## TEXTE FOURNI
══════

Sur la route entre Agra et New Delhi puis entre New Delhi et Rishikesh. Les rickshaws verts à capote jaune. Au bord de la route, un alignement de statues dorées de la taille d’un homme, un même modèle qui montre diverses positions de yoga. Je retrouve les hautes cheminées très coniques des briqueteries. En Inde il suffit d’émettre un jugement pour que son contraire s’impose avec une même force. C’est la terre de tous les contrastes et dans tous les domaines. On commence par être découragé puis on lâche prise, ce qui est reposant. Et toujours Blow Horn décliné de mille manières et parfois très joliment. Après plus de neuf heures d’autocar (un terrible embouteillage à la sortie de new Delhi) nous arrivons à Rishikesh vers deux heures du matin. La fatigue me quitte d’un coup lorsque j’apprends l’élimination de Yahya Sinwar par Tsahal.
18 octobre
Rishikesh. Où je retrouve les premières hauteurs de l’Himalaya. Le réceptionniste, aimable et souriant ; mais je ne sais s’il comprend ce que je lui dis. Il remue la tête à l’indienne, latéralement, un geste contagieux ainsi que j’ai pu en faire l’expérience.

══════

## EXTRAIT DE DONNÉES
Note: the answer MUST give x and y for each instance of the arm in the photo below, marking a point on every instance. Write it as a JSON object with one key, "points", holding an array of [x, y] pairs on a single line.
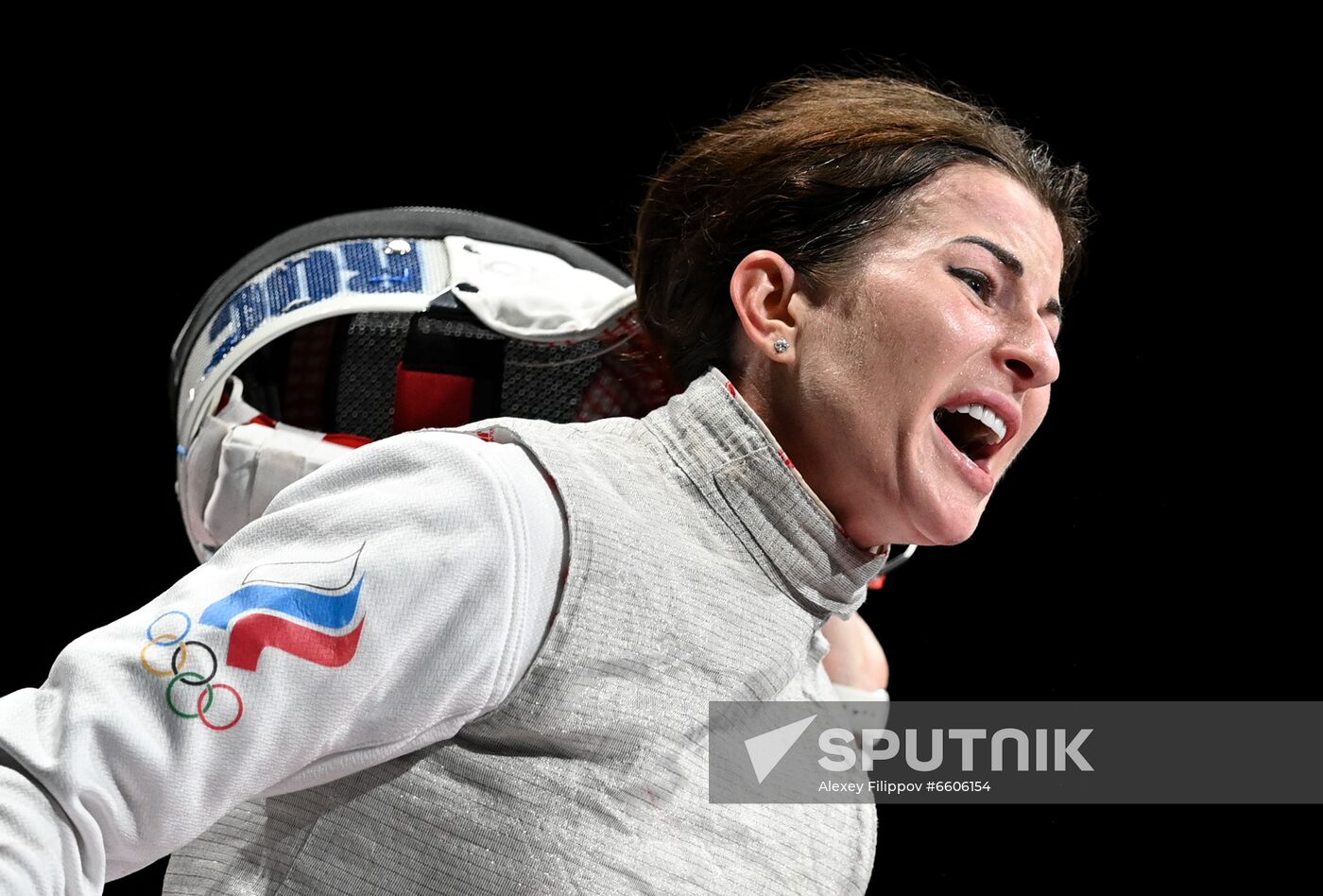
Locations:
{"points": [[379, 604]]}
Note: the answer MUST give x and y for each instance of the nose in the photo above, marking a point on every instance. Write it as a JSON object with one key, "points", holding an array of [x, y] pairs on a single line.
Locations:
{"points": [[1028, 353]]}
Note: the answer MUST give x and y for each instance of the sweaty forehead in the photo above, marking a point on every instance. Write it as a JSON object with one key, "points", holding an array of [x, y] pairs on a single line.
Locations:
{"points": [[976, 200]]}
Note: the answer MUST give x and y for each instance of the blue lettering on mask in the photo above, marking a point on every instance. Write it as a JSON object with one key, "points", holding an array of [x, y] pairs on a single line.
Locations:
{"points": [[307, 281]]}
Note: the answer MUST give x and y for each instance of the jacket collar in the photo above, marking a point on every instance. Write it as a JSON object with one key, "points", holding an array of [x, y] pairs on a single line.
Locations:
{"points": [[725, 449]]}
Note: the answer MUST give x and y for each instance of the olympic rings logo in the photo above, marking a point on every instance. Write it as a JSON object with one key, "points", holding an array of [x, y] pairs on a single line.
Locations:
{"points": [[179, 674]]}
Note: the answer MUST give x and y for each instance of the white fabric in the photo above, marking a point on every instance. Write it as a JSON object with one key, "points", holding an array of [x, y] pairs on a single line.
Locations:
{"points": [[531, 294], [460, 555], [462, 545]]}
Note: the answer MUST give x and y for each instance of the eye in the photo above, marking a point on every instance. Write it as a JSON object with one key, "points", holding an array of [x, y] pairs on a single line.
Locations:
{"points": [[981, 284]]}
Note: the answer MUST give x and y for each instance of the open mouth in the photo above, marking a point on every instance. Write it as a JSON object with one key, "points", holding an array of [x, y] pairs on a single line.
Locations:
{"points": [[974, 429]]}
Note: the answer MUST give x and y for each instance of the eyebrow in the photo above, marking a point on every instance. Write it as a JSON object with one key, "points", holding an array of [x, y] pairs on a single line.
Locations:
{"points": [[1014, 265]]}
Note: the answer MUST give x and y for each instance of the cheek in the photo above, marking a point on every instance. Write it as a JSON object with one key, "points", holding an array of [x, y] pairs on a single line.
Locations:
{"points": [[1035, 409]]}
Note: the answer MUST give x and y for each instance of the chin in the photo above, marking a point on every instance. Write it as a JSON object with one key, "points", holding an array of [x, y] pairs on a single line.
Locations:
{"points": [[950, 528]]}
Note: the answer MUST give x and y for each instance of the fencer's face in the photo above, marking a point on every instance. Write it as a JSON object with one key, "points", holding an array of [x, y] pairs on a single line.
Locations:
{"points": [[955, 308]]}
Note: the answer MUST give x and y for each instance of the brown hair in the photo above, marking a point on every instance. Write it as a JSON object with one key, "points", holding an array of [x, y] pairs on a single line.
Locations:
{"points": [[811, 171]]}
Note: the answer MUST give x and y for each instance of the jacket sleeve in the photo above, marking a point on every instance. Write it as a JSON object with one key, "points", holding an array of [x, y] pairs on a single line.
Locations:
{"points": [[379, 605]]}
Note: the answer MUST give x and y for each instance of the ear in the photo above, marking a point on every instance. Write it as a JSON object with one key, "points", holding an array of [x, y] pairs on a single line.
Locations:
{"points": [[763, 288]]}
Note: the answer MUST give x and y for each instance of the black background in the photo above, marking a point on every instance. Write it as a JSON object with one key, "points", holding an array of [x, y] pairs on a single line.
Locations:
{"points": [[1110, 565]]}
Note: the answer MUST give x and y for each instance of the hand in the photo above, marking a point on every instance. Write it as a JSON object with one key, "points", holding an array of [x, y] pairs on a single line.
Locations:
{"points": [[855, 658]]}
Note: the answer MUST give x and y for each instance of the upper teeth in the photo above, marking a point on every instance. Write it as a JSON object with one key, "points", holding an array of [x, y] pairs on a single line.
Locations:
{"points": [[988, 416]]}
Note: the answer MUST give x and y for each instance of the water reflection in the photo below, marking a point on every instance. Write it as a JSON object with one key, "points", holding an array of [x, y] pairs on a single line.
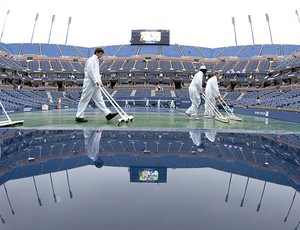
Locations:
{"points": [[249, 169]]}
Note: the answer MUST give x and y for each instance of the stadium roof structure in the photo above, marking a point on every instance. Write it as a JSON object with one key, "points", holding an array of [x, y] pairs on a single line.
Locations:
{"points": [[174, 51]]}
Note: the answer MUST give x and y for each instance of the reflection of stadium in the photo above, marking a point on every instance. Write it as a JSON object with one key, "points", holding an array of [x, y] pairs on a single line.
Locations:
{"points": [[132, 72], [33, 76], [267, 157]]}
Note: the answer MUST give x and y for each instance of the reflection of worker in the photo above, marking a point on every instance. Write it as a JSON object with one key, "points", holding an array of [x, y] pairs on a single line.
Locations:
{"points": [[92, 145], [211, 135], [196, 137], [91, 83], [195, 89], [212, 93]]}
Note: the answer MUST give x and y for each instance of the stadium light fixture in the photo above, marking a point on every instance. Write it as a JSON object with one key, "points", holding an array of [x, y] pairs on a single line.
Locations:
{"points": [[233, 23], [268, 21], [296, 11], [250, 21], [69, 22], [52, 21], [36, 19], [4, 24]]}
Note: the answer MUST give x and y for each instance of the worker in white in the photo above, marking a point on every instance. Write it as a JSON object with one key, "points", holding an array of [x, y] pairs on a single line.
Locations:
{"points": [[196, 137], [92, 145], [91, 83], [212, 93], [195, 91]]}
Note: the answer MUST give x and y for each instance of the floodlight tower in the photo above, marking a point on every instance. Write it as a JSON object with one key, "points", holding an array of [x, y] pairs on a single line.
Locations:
{"points": [[297, 15], [70, 20], [53, 19], [268, 21], [250, 21], [4, 24], [233, 23], [36, 18]]}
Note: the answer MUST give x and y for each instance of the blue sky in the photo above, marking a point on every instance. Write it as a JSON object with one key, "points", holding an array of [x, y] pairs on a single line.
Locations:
{"points": [[191, 22]]}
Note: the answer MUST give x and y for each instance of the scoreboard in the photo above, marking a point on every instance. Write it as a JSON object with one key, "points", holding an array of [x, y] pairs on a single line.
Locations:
{"points": [[150, 37]]}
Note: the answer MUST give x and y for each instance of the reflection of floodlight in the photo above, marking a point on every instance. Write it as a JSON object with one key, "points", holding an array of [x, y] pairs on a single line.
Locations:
{"points": [[285, 219], [297, 225], [12, 211], [4, 25], [3, 221], [70, 192], [297, 15], [37, 193], [229, 184], [54, 196], [243, 199], [262, 194]]}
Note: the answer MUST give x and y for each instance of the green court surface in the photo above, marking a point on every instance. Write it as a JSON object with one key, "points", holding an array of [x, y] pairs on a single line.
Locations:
{"points": [[148, 119]]}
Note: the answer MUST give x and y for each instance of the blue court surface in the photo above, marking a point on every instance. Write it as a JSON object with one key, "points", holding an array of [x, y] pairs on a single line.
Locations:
{"points": [[161, 171]]}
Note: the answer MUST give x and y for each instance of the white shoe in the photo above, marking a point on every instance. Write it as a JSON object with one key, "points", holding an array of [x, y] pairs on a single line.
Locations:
{"points": [[189, 114], [194, 118]]}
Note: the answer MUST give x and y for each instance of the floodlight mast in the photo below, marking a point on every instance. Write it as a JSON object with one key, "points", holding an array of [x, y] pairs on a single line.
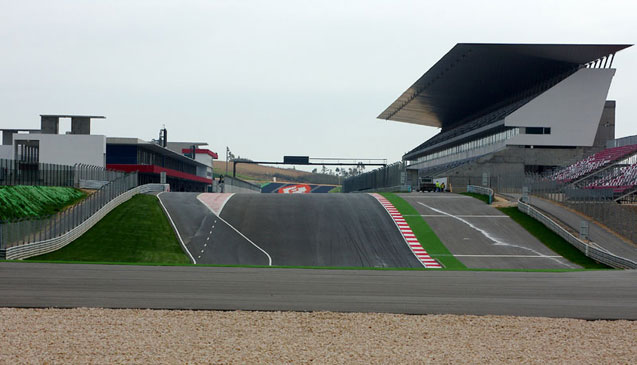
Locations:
{"points": [[305, 160]]}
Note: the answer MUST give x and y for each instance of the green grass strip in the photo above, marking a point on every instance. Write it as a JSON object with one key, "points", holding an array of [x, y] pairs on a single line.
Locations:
{"points": [[136, 232], [425, 235], [484, 198], [23, 201], [551, 239]]}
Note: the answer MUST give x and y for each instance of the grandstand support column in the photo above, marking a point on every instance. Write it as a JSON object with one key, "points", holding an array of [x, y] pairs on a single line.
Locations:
{"points": [[583, 230], [525, 194]]}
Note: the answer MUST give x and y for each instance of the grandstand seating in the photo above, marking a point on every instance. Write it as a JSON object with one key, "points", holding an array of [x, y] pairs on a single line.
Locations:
{"points": [[622, 179], [593, 163], [433, 170]]}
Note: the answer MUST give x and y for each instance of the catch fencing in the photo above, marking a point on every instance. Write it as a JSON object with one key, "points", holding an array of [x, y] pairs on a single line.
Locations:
{"points": [[389, 178], [14, 172], [598, 204], [48, 230]]}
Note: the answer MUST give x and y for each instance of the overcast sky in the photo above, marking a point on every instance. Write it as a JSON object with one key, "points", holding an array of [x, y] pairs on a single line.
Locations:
{"points": [[270, 78]]}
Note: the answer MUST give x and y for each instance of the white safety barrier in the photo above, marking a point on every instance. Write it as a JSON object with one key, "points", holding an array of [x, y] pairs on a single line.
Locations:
{"points": [[594, 253], [481, 190], [39, 248]]}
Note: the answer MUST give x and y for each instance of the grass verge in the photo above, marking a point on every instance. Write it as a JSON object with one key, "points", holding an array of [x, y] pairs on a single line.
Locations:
{"points": [[484, 198], [426, 236], [135, 232], [551, 240], [22, 201], [281, 266]]}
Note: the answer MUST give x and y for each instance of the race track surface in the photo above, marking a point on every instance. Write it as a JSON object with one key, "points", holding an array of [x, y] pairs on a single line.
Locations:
{"points": [[207, 238], [293, 229], [481, 236], [592, 295], [320, 229]]}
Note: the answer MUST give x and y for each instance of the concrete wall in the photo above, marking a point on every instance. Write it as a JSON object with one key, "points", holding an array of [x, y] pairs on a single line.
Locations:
{"points": [[572, 109], [67, 149], [239, 186]]}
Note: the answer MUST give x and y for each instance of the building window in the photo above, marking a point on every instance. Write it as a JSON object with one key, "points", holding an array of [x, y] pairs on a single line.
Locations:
{"points": [[538, 130]]}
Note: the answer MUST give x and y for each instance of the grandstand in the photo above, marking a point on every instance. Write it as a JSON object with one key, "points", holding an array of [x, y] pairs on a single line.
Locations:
{"points": [[511, 109], [595, 162], [283, 188]]}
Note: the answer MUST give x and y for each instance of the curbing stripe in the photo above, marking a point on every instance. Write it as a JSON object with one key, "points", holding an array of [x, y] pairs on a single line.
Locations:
{"points": [[408, 235]]}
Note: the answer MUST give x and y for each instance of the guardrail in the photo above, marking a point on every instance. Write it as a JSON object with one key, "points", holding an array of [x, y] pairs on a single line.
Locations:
{"points": [[594, 253], [30, 249], [481, 190], [234, 185]]}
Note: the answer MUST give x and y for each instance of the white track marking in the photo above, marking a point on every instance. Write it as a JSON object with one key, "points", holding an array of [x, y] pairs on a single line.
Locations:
{"points": [[236, 230], [410, 239], [176, 230], [222, 206], [496, 240]]}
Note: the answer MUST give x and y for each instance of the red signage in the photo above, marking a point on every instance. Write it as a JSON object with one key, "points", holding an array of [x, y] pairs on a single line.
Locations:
{"points": [[295, 189]]}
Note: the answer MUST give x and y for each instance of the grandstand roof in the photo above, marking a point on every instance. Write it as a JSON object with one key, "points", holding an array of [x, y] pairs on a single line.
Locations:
{"points": [[472, 77]]}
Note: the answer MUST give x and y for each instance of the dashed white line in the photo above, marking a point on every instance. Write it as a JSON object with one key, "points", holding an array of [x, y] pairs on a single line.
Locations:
{"points": [[236, 230]]}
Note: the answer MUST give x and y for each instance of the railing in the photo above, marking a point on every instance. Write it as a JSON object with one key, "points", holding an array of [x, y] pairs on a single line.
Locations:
{"points": [[390, 178], [94, 177], [46, 233], [13, 172], [481, 190], [598, 204], [594, 253], [234, 185]]}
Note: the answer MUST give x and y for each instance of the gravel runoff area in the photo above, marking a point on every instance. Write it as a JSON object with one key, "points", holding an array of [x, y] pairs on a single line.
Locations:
{"points": [[160, 336]]}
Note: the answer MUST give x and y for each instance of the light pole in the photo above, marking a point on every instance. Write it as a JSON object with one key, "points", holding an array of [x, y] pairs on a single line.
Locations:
{"points": [[227, 154]]}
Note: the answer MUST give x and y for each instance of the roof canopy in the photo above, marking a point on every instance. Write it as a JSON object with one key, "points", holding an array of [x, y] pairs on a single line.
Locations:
{"points": [[472, 77]]}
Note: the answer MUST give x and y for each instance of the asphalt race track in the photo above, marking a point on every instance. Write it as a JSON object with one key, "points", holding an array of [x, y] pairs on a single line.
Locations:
{"points": [[209, 240], [320, 229], [481, 236], [586, 294]]}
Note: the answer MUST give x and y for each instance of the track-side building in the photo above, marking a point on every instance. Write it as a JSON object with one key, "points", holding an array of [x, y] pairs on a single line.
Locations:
{"points": [[509, 109]]}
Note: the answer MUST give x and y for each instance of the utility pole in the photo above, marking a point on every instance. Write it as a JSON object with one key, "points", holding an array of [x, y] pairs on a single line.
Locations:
{"points": [[227, 157]]}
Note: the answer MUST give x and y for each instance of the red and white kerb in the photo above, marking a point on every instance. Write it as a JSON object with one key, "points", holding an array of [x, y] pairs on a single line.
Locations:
{"points": [[407, 233]]}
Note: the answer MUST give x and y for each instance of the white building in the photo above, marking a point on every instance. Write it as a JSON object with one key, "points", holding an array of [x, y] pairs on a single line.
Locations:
{"points": [[46, 145]]}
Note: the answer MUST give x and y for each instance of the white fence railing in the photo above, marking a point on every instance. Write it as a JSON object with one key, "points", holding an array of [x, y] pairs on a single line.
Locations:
{"points": [[31, 249], [594, 253]]}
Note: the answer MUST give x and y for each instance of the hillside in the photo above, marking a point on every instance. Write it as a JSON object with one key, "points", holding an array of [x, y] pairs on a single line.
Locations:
{"points": [[262, 174], [35, 201]]}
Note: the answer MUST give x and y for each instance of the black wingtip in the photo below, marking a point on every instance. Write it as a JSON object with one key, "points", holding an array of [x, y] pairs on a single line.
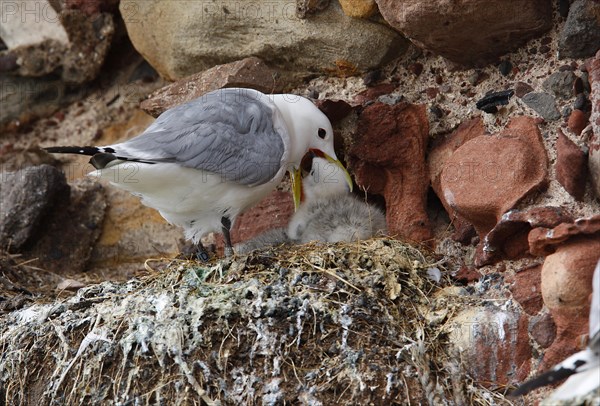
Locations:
{"points": [[73, 150], [102, 159]]}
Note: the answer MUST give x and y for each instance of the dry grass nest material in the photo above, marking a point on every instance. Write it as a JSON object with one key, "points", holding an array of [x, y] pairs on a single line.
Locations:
{"points": [[341, 324]]}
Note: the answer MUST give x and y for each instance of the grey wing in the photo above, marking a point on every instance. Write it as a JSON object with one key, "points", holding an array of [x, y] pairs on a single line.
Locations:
{"points": [[236, 133]]}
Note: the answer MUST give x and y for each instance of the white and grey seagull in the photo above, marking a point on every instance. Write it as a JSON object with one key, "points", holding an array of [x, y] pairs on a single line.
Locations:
{"points": [[582, 369], [329, 212], [204, 162]]}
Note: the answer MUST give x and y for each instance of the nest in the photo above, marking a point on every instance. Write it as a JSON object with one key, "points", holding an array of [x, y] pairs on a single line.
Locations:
{"points": [[343, 324]]}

══════

## CONSIGNES
1. Traduisez en anglais cette phrase du texte fourni : « En Inde il suffit d’émettre un jugement pour que son contraire s’impose avec une même force. »
2. Reproduisez à l’identique le passage du texte fourni qui va de « Sur la route » jusqu’à « Sinwar par Tsahal. » inclus.

## RÉPONSES PAR CONSIGNE
1. In India, you need only voice a judgment for its opposite to assert itself with equal force.

2.
Sur la route entre Agra et New Delhi puis entre New Delhi et Rishikesh. Les rickshaws verts à capote jaune. Au bord de la route, un alignement de statues dorées de la taille d’un homme, un même modèle qui montre diverses positions de yoga. Je retrouve les hautes cheminées très coniques des briqueteries. En Inde il suffit d’émettre un jugement pour que son contraire s’impose avec une même force. C’est la terre de tous les contrastes et dans tous les domaines. On commence par être découragé puis on lâche prise, ce qui est reposant. Et toujours Blow Horn décliné de mille manières et parfois très joliment. Après plus de neuf heures d’autocar (un terrible embouteillage à la sortie de new Delhi) nous arrivons à Rishikesh vers deux heures du matin. La fatigue me quitte d’un coup lorsque j’apprends l’élimination de Yahya Sinwar par Tsahal.